Direction:
All of the material below is to be returned exactly.

Data for processing:
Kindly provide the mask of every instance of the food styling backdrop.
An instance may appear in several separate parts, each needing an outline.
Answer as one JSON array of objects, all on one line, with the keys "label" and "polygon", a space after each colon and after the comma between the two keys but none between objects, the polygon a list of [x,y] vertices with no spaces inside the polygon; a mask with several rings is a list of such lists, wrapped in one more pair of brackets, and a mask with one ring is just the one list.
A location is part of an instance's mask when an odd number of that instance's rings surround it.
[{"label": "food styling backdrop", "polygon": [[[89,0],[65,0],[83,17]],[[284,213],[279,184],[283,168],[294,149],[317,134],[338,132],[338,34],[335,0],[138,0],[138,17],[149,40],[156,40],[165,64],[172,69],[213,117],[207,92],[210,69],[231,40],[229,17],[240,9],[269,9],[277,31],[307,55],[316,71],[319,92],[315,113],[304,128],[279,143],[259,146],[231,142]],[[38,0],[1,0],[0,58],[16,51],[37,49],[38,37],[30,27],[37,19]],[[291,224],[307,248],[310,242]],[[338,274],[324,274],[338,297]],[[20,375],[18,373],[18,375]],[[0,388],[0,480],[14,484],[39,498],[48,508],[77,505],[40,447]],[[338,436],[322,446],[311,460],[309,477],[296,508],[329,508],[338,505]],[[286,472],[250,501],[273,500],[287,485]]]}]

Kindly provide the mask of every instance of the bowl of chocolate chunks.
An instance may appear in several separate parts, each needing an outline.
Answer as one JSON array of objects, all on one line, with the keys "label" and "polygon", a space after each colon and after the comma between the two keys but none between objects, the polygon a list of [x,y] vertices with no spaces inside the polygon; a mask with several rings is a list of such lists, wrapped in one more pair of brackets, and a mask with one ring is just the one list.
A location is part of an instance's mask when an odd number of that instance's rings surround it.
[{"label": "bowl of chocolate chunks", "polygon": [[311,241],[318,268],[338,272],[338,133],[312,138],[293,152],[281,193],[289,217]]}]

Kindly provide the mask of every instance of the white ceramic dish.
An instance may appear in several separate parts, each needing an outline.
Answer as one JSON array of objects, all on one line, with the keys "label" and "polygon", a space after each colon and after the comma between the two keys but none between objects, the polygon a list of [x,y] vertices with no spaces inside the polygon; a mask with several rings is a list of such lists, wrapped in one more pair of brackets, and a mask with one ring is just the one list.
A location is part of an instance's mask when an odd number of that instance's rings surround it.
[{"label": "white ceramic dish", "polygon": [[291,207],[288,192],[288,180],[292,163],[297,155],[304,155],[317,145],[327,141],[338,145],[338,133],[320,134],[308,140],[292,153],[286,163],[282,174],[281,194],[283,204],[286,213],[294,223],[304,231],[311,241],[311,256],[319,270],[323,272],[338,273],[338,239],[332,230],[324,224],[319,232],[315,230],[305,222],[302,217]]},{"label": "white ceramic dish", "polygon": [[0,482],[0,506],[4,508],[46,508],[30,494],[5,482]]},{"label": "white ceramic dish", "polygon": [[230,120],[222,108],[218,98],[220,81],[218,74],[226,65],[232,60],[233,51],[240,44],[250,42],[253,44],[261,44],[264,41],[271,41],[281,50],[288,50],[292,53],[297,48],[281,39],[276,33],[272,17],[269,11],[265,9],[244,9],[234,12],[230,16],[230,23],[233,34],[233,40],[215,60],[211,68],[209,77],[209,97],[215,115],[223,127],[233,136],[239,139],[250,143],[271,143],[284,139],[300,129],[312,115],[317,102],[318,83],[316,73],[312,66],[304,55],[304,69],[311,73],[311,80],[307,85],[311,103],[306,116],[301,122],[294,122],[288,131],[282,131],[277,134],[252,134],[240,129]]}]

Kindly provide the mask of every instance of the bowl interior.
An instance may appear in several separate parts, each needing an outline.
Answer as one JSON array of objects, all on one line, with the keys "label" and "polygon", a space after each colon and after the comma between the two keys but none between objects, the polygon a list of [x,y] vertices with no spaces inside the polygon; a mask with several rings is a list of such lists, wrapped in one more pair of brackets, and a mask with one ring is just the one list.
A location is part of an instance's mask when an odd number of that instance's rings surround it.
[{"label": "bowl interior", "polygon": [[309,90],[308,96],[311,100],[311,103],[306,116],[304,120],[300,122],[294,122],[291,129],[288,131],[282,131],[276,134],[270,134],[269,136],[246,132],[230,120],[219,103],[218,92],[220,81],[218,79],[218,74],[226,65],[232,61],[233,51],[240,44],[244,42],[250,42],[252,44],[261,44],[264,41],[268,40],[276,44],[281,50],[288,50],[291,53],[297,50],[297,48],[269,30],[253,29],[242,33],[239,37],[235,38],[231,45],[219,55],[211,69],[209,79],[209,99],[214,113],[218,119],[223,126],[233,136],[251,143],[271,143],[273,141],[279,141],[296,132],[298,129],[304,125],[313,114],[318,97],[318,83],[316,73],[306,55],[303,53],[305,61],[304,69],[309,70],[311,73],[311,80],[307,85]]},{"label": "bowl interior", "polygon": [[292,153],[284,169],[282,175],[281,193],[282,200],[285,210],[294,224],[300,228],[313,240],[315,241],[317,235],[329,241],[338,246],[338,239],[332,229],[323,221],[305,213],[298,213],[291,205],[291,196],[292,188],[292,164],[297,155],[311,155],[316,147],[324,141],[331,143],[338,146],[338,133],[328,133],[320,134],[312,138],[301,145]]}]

Reply to the task:
Kindly provide the mask of every instance of the food styling backdrop.
An instance may appear in several separate parts, each needing an outline.
Answer as one JSON array of objects, all on one line, with the keys "label" and "polygon", a space after each colon and after the comma between the two keys but none between objects, the polygon a list of [x,y] vertices with no spaces inside the polygon; a mask with several rings is a list of such lists, wrapped in one more pair of brackets, and a mask with one ring is just the one list.
A location is part of an instance's mask when an odd number of that instance's rings surround it.
[{"label": "food styling backdrop", "polygon": [[[89,0],[65,0],[83,17]],[[284,213],[279,184],[283,168],[294,149],[317,134],[338,132],[338,34],[335,0],[138,0],[138,17],[149,40],[156,40],[165,64],[172,69],[213,117],[207,92],[210,69],[231,40],[229,17],[240,9],[269,9],[277,31],[307,55],[316,71],[319,92],[315,113],[304,128],[279,143],[259,146],[231,142]],[[38,0],[1,0],[0,58],[16,51],[37,49],[38,37],[30,27],[37,19]],[[291,224],[307,248],[310,242]],[[338,274],[324,274],[338,297]],[[20,375],[18,373],[18,375]],[[0,388],[0,480],[14,484],[39,498],[48,508],[77,505],[40,447]],[[338,436],[322,446],[311,460],[309,477],[296,508],[329,508],[338,505]],[[286,472],[250,501],[273,500],[287,485]]]}]

Kindly provide the mask of every instance of the bowl of chocolate chunks.
An instance may appear in several separate parts, each needing an outline.
Answer as one JSON array of objects, all on one line, with the keys "label" and "polygon", a space after each colon and after the comma between the two keys but none between objects, the polygon a list of [x,y] vertices with no spaces inside the polygon; a mask with several rings is a list of such lists, wrapped in one more pair of brackets, and a mask with one ring is just the one list.
A location is part of an instance's mask when an odd number of that instance's rings surround it.
[{"label": "bowl of chocolate chunks", "polygon": [[311,241],[318,268],[338,272],[338,133],[312,138],[293,152],[281,193],[289,217]]}]

Kindly provide the mask of every instance of the white ceramic dish.
An instance may appear in several separate parts, each needing an outline.
Answer as one JSON array of objects, all on one line, with the keys "label" and "polygon", a space after each colon and after the comma between the two keys but none between objects, the polygon a list of [x,y] vertices with no spaces inside the polygon; a mask with several rings is a list of such lists, wrapped in one more pair of brackets, and a mask with one ring is just the one list.
A location is part of an instance's mask when an odd number of that instance's rings surround it.
[{"label": "white ceramic dish", "polygon": [[291,207],[288,192],[288,180],[292,163],[297,155],[304,155],[317,145],[327,141],[338,145],[338,133],[320,134],[308,140],[292,153],[286,163],[282,174],[281,194],[283,204],[286,213],[294,223],[304,231],[311,241],[311,256],[319,270],[323,272],[338,273],[338,239],[332,230],[324,224],[319,232],[315,230],[305,222],[302,217]]},{"label": "white ceramic dish", "polygon": [[0,482],[0,506],[4,508],[46,508],[30,494],[5,482]]},{"label": "white ceramic dish", "polygon": [[230,120],[222,108],[218,98],[220,81],[218,74],[226,65],[232,60],[233,51],[240,44],[250,42],[253,44],[261,44],[264,41],[271,41],[281,50],[288,50],[292,53],[297,48],[281,39],[276,33],[272,17],[269,11],[265,9],[244,9],[234,12],[230,16],[230,23],[233,34],[233,40],[215,60],[211,68],[209,77],[209,97],[215,115],[223,127],[233,136],[239,139],[250,143],[271,143],[284,139],[300,129],[312,115],[317,102],[318,83],[316,73],[312,66],[304,55],[304,69],[311,73],[311,80],[307,85],[311,103],[306,116],[301,122],[294,122],[288,131],[282,131],[277,134],[252,134],[240,129]]}]

Kindly provide the mask of every instance of the bowl interior.
An instance may appear in several separate parts, each needing an outline.
Answer as one JSON array of objects, all on one line, with the keys "label" and "polygon", a space after each colon and after the comma between the two keys but none between objects, the polygon a list of [x,y] vertices with no spaces inside the polygon; a mask with several rings is a list of such lists, wrapped in one more pair of brackets, and a mask with one ring is just the one list.
A location is part of an instance's mask when an odd number of that instance's rings surround it.
[{"label": "bowl interior", "polygon": [[309,90],[308,96],[311,100],[311,103],[306,116],[304,120],[300,122],[294,122],[291,129],[288,131],[282,131],[276,134],[270,134],[269,136],[246,132],[230,120],[219,103],[218,92],[220,81],[218,79],[218,74],[226,65],[232,61],[233,51],[240,44],[244,42],[250,42],[252,44],[261,44],[264,41],[268,40],[276,44],[281,50],[288,50],[291,53],[297,50],[297,48],[269,30],[253,29],[242,33],[239,37],[235,38],[231,45],[219,55],[211,69],[209,79],[209,99],[214,113],[218,119],[223,126],[233,136],[251,143],[271,143],[273,141],[279,141],[296,132],[298,129],[304,125],[313,114],[318,97],[318,83],[316,73],[306,55],[303,53],[305,61],[304,69],[309,70],[311,73],[311,80],[307,85]]},{"label": "bowl interior", "polygon": [[292,153],[284,169],[282,175],[281,193],[282,200],[285,210],[294,224],[300,228],[313,240],[315,241],[317,235],[329,241],[338,246],[338,239],[332,229],[323,221],[305,213],[298,213],[291,205],[291,196],[292,188],[292,164],[297,155],[311,155],[316,147],[324,141],[331,143],[338,146],[338,133],[328,133],[320,134],[312,138],[301,145]]}]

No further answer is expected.